── EXTRAIT CHOISI ──

À 23 ans, il publie une note à l’Académie des Sciences sur la liquéfaction des gaz, puis soutient sa thèse de doctorat intitulée Mémoire sur les combinaisons de la glycérine avec les acides et sur la synthèse des principes immédiats des graisses des animaux, qui traite de la fabrication des premières graisses artificielles. Parallèlement, il a été promu pharmacien à la faculté de pharmacie grâce à une thèse s’intitulant Nouvelles recherches sur les corps analogues au sucre de canne, et, les institutions évoluant avec lui, y a obtenu la première chaire de chimie organique, spécialement créée pour lui. Pour y faire honneur, il publie alors son ouvrage révolutionnaire traitant de La chimie organique fondée sur la synthèse. Exit la force vitale nécessaire au processus de synthèse. « Tout ce que j’ai détruit par l’analyse je puis le reconstruire par synthèse », affirme-t-il. Nous sommes en 1860 et Marcellin Berthelot marque de son nom le monde de la chimie et de la pharmacie.
En 1865, c’est au tour du Collège de France de créer une chaire de chimie organique qui sera également l’objet des convoitises de Pasteur. C’est finalement Berthelot qui s’y assoira pour ne plus jamais la quitter jusqu’à sa mort, en 1907. Dans le grand hall du Collège de France (situé au numéro 11, place Marcellin Berthelot, à Paris), on peut toujours voir l’œuf électrique de Berthelot, également objet d’une exposition à la faculté de pharmacie de Chatenay-Malabry. Boule de verre remplie d’hydrogène et dotée de deux électrodes de carbone, l’œuf du scientifique fit jaillir, en 1862, un arc électrique vertueux qui permit de réaliser la synthèse de l’acétylène à partir de ses deux composés chimiques, le carbone et l’hydrogène. La chimie moderne, qui servira tant l’industrie pharmaceutique à partir de la fin du XIXe siècle, était née.
Génie scientifique.

───
── DONNÉES BRUTES ──

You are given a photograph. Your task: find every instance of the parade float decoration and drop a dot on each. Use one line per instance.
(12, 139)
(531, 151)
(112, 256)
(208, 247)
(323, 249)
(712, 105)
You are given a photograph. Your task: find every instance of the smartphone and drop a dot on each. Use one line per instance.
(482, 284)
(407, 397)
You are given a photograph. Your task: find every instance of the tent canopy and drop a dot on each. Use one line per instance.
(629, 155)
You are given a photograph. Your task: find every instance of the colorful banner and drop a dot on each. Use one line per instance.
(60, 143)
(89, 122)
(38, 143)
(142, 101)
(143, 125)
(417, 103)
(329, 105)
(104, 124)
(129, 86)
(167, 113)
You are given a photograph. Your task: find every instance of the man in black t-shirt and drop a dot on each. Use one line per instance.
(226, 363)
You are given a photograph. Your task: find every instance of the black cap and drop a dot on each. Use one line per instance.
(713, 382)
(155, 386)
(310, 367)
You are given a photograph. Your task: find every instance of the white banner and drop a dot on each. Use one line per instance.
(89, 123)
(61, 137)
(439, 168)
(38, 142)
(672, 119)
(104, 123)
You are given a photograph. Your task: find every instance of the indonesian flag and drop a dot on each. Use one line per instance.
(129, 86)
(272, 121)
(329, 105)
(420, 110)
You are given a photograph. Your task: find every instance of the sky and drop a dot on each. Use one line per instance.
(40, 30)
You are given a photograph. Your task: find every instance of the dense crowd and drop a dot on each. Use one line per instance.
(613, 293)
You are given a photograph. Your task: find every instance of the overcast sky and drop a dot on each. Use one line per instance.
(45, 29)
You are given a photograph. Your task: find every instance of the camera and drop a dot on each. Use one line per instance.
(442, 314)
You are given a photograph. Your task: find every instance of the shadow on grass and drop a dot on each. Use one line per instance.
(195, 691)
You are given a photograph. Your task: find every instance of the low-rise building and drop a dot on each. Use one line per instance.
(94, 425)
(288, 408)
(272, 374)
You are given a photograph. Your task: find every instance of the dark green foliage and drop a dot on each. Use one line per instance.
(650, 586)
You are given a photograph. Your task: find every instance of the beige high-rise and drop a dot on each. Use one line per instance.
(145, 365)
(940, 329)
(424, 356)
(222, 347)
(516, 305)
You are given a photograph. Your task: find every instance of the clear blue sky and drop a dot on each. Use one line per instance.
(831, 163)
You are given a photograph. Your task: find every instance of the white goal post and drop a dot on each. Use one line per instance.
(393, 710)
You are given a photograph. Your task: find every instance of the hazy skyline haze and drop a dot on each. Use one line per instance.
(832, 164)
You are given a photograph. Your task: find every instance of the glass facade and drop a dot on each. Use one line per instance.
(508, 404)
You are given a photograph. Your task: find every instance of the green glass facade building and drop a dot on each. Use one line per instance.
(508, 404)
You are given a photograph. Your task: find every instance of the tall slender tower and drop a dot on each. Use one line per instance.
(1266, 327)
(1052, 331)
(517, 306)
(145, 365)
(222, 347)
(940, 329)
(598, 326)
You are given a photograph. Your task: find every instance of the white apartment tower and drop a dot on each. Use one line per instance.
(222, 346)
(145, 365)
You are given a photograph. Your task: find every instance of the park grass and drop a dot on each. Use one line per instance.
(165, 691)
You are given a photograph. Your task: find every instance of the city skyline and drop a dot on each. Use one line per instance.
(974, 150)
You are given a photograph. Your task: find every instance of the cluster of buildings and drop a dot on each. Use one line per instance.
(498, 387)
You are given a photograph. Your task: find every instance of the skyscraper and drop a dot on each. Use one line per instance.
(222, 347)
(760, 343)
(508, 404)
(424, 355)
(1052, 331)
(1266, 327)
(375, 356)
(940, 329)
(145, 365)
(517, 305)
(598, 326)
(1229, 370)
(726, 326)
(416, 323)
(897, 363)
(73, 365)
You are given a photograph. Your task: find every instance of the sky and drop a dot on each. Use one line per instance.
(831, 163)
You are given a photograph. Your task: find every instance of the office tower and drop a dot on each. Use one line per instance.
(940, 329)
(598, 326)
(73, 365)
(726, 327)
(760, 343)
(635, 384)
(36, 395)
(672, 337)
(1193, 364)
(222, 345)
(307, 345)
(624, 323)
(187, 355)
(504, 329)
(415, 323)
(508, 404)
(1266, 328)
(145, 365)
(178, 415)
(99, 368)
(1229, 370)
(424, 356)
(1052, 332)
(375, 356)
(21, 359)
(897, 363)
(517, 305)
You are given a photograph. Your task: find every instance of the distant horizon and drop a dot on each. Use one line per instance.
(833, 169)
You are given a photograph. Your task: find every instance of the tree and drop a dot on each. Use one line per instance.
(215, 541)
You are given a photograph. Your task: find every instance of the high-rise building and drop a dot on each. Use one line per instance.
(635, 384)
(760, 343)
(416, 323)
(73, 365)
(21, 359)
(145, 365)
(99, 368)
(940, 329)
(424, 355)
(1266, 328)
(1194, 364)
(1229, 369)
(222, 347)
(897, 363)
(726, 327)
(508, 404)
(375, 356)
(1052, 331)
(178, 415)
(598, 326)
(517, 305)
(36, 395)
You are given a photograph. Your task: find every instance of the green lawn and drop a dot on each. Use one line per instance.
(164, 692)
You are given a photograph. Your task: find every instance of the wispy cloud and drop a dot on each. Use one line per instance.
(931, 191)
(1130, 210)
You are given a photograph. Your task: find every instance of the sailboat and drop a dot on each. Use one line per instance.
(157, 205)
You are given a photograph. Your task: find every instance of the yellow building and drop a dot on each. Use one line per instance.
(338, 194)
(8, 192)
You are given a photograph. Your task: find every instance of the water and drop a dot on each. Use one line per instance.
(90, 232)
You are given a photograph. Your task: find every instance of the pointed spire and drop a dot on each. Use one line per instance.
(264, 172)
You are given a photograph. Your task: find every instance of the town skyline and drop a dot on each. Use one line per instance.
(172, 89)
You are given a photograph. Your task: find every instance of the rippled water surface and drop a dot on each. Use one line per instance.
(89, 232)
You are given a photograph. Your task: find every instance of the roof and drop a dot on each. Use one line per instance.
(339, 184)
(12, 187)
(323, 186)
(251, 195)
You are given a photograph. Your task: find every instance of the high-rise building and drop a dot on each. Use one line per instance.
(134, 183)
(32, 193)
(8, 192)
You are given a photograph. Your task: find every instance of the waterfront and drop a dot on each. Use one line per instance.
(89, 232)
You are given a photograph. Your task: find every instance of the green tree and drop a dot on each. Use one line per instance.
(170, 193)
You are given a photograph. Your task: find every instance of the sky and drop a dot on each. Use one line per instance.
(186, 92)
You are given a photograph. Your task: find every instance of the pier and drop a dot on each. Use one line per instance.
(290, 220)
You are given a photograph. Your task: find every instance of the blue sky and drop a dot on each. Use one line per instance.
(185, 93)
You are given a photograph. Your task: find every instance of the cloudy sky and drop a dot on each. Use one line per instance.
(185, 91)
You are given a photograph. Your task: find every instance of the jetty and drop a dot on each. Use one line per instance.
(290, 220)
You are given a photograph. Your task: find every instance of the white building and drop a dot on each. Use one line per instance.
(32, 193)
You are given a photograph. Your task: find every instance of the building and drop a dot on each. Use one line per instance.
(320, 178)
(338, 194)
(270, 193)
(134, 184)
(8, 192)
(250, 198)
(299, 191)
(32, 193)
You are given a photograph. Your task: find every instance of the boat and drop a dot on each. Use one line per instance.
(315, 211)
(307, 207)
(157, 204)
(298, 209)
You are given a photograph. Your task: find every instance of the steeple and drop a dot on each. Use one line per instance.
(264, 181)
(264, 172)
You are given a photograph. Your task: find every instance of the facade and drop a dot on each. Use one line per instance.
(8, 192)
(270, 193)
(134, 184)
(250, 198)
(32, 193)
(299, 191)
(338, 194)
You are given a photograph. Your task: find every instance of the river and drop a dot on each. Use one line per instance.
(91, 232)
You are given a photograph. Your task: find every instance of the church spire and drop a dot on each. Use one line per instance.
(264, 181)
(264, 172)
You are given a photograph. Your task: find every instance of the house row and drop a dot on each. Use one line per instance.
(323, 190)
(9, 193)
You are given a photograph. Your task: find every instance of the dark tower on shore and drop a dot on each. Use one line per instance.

───

## CONSIGNE 1
D'après l'extrait sur Marcellin Berthelot, en quelle année son œuf électrique a-t-il permis la synthèse de l'acétylène ?
## CONSIGNE 2
Poursuivez l'extrait sur Marcellin Berthelot à partir de sa dernière phrase.

## RÉPONSE ATTENDUE 1
En 1862.

## RÉPONSE ATTENDUE 2
Mais Marcellin Berthelot ne s’arrête pas là. Découvreur insatiable, doté d’un génie scientifique irréfutable, il se consacre ensuite à la thermochimie, dont on peut dire qu’il est le précurseur. Au siècle de toutes les révolutions - populaires, scientifiques, artistiques, littéraires et industrielles – Berthelot trouve parfaitement sa place et prend part à la société en marche qui change. Homme de conviction et d’engagement, il est chargé, pendant l’insurrection de la Commune, en 1870, de présider le comité scientifique de défense nationale, ce qui le pousse à s’intéresser aux substances explosives, et finit par découvrir les propriétés explosives du nitrate d’ammonium.
Il enchaînera ensuite les hautes fonctions étatiques sans jamais abandonner son laboratoire. Il est nommé tour à tour ministre de l’Instruction publique et ministre des Affaires étrangères, sénateur inamovible à vie et grand-croix de la Légion d’honneur, puis il intègre l’Académie française, en 1901. À la fin de sa vie, il s’intéresse même à l’agriculture et au problème de fixation de l’azote atmosphérique sur les plantes, pour lequel il demande au Collège de France de lui procurer une station de chimie végétale à Meudon où l’on peut encore voir la tour de 28 mètres qu’il fit construire pour ses expériences.
Savant touche à tout.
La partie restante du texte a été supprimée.